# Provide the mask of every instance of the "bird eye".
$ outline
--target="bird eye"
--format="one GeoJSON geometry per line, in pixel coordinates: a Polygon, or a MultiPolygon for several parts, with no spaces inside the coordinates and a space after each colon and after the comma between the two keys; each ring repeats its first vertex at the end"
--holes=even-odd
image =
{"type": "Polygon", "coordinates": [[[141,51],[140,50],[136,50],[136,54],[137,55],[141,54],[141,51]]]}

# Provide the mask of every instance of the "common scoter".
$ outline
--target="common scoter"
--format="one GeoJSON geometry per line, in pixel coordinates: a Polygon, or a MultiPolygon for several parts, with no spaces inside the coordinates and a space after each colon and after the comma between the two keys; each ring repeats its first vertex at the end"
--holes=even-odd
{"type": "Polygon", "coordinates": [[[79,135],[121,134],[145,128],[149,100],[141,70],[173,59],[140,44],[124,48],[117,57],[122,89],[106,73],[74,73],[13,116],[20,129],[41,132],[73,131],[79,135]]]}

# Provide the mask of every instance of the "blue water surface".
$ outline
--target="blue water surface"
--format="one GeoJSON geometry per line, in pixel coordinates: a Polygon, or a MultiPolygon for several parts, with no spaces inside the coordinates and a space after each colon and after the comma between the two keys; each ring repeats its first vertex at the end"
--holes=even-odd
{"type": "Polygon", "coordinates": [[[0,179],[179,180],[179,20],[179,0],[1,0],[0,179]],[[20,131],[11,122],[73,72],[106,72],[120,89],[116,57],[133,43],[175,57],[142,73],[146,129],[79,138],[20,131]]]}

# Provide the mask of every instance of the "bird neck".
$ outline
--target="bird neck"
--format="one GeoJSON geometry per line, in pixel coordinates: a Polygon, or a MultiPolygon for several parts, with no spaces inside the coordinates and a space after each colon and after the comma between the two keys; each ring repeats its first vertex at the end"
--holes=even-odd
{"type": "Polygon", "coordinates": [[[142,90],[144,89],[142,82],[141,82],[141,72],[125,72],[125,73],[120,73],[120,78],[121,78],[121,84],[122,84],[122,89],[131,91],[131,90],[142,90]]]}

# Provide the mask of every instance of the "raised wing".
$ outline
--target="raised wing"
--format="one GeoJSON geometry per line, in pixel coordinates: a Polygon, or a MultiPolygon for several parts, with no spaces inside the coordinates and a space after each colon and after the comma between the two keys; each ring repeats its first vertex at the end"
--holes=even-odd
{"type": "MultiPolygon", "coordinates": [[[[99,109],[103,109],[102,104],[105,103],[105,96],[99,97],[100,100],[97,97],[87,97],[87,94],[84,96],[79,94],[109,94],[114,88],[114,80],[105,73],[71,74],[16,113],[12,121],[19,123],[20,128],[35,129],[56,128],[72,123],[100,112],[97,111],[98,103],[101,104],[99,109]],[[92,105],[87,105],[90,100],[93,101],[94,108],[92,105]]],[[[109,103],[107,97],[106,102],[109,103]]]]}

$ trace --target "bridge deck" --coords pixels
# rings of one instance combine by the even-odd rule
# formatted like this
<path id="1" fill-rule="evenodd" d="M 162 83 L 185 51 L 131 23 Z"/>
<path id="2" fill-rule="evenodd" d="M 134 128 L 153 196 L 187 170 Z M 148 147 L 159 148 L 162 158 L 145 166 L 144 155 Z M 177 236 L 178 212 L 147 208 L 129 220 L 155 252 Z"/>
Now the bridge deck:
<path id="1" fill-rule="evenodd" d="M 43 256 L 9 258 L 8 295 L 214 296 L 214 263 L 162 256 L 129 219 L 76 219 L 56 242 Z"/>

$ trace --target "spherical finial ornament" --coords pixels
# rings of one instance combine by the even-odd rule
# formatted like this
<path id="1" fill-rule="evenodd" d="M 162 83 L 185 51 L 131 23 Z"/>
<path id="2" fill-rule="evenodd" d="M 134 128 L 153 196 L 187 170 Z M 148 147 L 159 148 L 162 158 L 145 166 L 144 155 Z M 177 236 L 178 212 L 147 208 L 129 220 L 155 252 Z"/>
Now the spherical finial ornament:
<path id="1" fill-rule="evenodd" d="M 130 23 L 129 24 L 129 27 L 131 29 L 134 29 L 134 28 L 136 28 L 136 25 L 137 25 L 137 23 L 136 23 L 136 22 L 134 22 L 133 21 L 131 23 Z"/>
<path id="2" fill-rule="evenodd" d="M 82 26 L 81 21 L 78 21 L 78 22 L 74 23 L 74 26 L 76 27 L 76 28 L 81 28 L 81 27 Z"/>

::::::::::

** Task instructions **
Repeat the material above exactly.

** Exercise response **
# Provide the mask of every instance of the "bird eye".
$ outline
--target="bird eye"
--format="one GeoJSON geometry per line, in pixel coordinates: a Polygon, or a MultiPolygon for several parts, with no spaces inside the coordinates and a space after each colon and after the comma between the two keys; each ring repeats its first vertex at the end"
--holes=even-odd
image =
{"type": "Polygon", "coordinates": [[[141,51],[140,50],[136,50],[136,54],[137,55],[141,54],[141,51]]]}

# Provide the mask of every instance of the "common scoter".
$ outline
--target="common scoter"
--format="one GeoJSON geometry per line, in pixel coordinates: a Polygon, or a MultiPolygon for several parts, with no spaces inside the coordinates and a space after each colon and after the comma between the two keys; each ring repeats its first vertex at the end"
--holes=even-odd
{"type": "Polygon", "coordinates": [[[79,135],[121,134],[145,128],[149,100],[141,70],[173,59],[140,44],[124,48],[117,57],[122,89],[106,73],[74,73],[13,116],[20,129],[41,132],[73,131],[79,135]]]}

# Provide the mask of every instance of the "blue water surface".
$ outline
--target="blue water surface"
--format="one GeoJSON geometry per line, in pixel coordinates: a Polygon, or a MultiPolygon for several parts, with no spaces inside the coordinates and a space after each colon and after the comma between the two keys; each ring repeats its first vertex at the end"
--holes=even-odd
{"type": "Polygon", "coordinates": [[[0,179],[179,180],[179,20],[179,0],[1,0],[0,179]],[[20,131],[11,122],[73,72],[106,72],[120,89],[116,57],[133,43],[175,57],[142,73],[146,129],[79,138],[20,131]]]}

# Provide the mask of every instance of the "bird neck".
$ outline
--target="bird neck"
--format="one GeoJSON geometry per line, in pixel coordinates: a Polygon, or a MultiPolygon for several parts, with no spaces inside the coordinates and a space after each colon and after the comma between the two keys; each ring repeats its first vertex at the end"
--holes=even-odd
{"type": "Polygon", "coordinates": [[[142,90],[144,89],[142,82],[141,82],[141,72],[125,72],[125,73],[120,73],[120,78],[121,78],[121,84],[122,84],[122,89],[131,91],[131,90],[142,90]]]}

# Provide the mask of every instance of the "raised wing".
$ outline
--target="raised wing"
--format="one GeoJSON geometry per line, in pixel coordinates: a Polygon, or a MultiPolygon for several parts, with no spaces inside the coordinates and a space after each colon and after the comma between the two keys; each ring repeats its first vertex at the end"
--holes=even-odd
{"type": "MultiPolygon", "coordinates": [[[[99,109],[103,109],[102,104],[105,103],[105,96],[99,97],[100,100],[97,97],[87,97],[87,94],[84,96],[79,94],[109,94],[114,88],[114,80],[105,73],[71,74],[16,113],[12,121],[19,123],[20,128],[35,129],[56,128],[72,123],[100,112],[97,111],[98,103],[101,104],[99,109]],[[92,105],[87,105],[90,100],[93,101],[94,108],[92,105]]],[[[109,103],[107,97],[106,102],[109,103]]]]}

$ trace --target "bridge deck" --coords pixels
# rings of one instance combine by the even-odd rule
# formatted like this
<path id="1" fill-rule="evenodd" d="M 162 83 L 185 51 L 131 23 Z"/>
<path id="2" fill-rule="evenodd" d="M 134 128 L 153 196 L 187 170 Z M 148 147 L 159 148 L 162 158 L 145 166 L 144 155 Z M 177 236 L 178 212 L 147 208 L 129 220 L 155 252 Z"/>
Now the bridge deck:
<path id="1" fill-rule="evenodd" d="M 43 256 L 9 258 L 8 295 L 214 296 L 214 263 L 162 256 L 129 219 L 76 219 L 56 242 Z"/>

$ trace --target "spherical finial ornament" --coords pixels
# rings of one instance combine by the even-odd rule
# formatted like this
<path id="1" fill-rule="evenodd" d="M 162 83 L 185 51 L 131 23 Z"/>
<path id="2" fill-rule="evenodd" d="M 134 128 L 153 196 L 187 170 Z M 148 147 L 159 148 L 162 158 L 145 166 L 144 155 Z M 177 236 L 178 212 L 147 208 L 129 220 L 155 252 Z"/>
Now the spherical finial ornament:
<path id="1" fill-rule="evenodd" d="M 130 23 L 129 24 L 129 27 L 131 29 L 134 29 L 134 28 L 136 28 L 136 25 L 137 25 L 137 23 L 136 23 L 136 22 L 134 22 L 133 21 L 131 23 Z"/>
<path id="2" fill-rule="evenodd" d="M 82 26 L 81 21 L 78 21 L 78 22 L 74 23 L 74 26 L 76 27 L 76 28 L 81 28 L 81 27 Z"/>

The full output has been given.